## [Document excerpt]
(begin)

David S - Pretty normal. (Looking, anyway.)

Russell - also pretty normal as a bowler. These two seemed tame to me.

And then ... there was:

Tony. Tony. Tony. Okay. Tony had on a white tuxedo shirt, black tuxedo pants with a black satin stripe down the side, matching purple and blue paisley cummerbund and bowtie, and then - a shimmering purple velvety velour smoking jacket with black satin lapels. And bowling shoes. I didn't even realize how hilarious he looked until halfway thru our time there. They had a bar and Tony went up and ordered us all beers, and he came back with a loaded-down tray, and in the blazer, and tuxedo pants, he looked like a bizarre Bowlarama waiter.

God, I love my friends. "We might be laughing a bit too loud ... but that never hurt no one..."

Tony was a wild bowler. Sometimes right on the money, and sometimes he would whip it, with total conviction, right into the gutter. He took none of it seriously. He would laugh after every gutter ball. Hysterically. Something about gutter balls (other people's gutter balls) are extremely funny. So there we all were, holding our beers, and pointing at Tony, laughing uproariously.

Then - David W. What a creature. What a piece of work. He is the most riotous person I know. First of all, he looked like a guido from hell: gold chains, flashy open shirt, pleated pants ... I just cannot laugh hard enough to satisfy how funny he is. He would walk up there ultra-confident and arrogant, with that funny deadpan TOTALLY serious look on his face, picking up a ball jauntily as though he were Mr. Pro, doing this magnificent sweeping setup, sliding to his knees as he let the ball go, and then the ball would careen right into the gutter. It happened to him so many times. And his face! It was all Mr. Macho! Yeah, I meant to do that ... big deal ... When he would get a strike or a spare, he would do a mad Solid Gold dancer dance routine, or he would whirl around to face us, leaping and bounding, like it was the World Series. He busted up Susan mercilessly about her gutter balls, making fun of her, and then he would go up there and immediately get one himself. Every time the two of us would end up up there together, he would try to distract me. "Hey baby ... what are you doin' later? How you doin', baby? Come here often??"

We were two very noisy lanes, and the League kept giving us dirty looks. We had become their enemies.

The punks next to us were 15-year-old tough guys ... and they just did not know what to do with David W. They could not take their eyes off of him. They could not believe what they were seeing. They were dumbfounded.

David was dressed like a Cranston guido, with the pinkie rings, and the open shirt - he looked like one of them - but he was behaving like a MANIAC. At one point, he was DISCO dancing at the end of his lane as though he were an extra in Saturday Night Fever.

(end)

## [Data excerpt]
(begin)

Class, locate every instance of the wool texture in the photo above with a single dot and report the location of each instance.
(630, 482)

(end)

## [Problem]
From the bowling-night account above, list each item of clothing and footwear that Tony wore.

## [Result]
- White tuxedo shirt
- Black tuxedo pants with a black satin stripe down the side
- Purple and blue paisley cummerbund
- Matching purple and blue paisley bowtie
- Shimmering purple velvety velour smoking jacket with black satin lapels
- Bowling shoes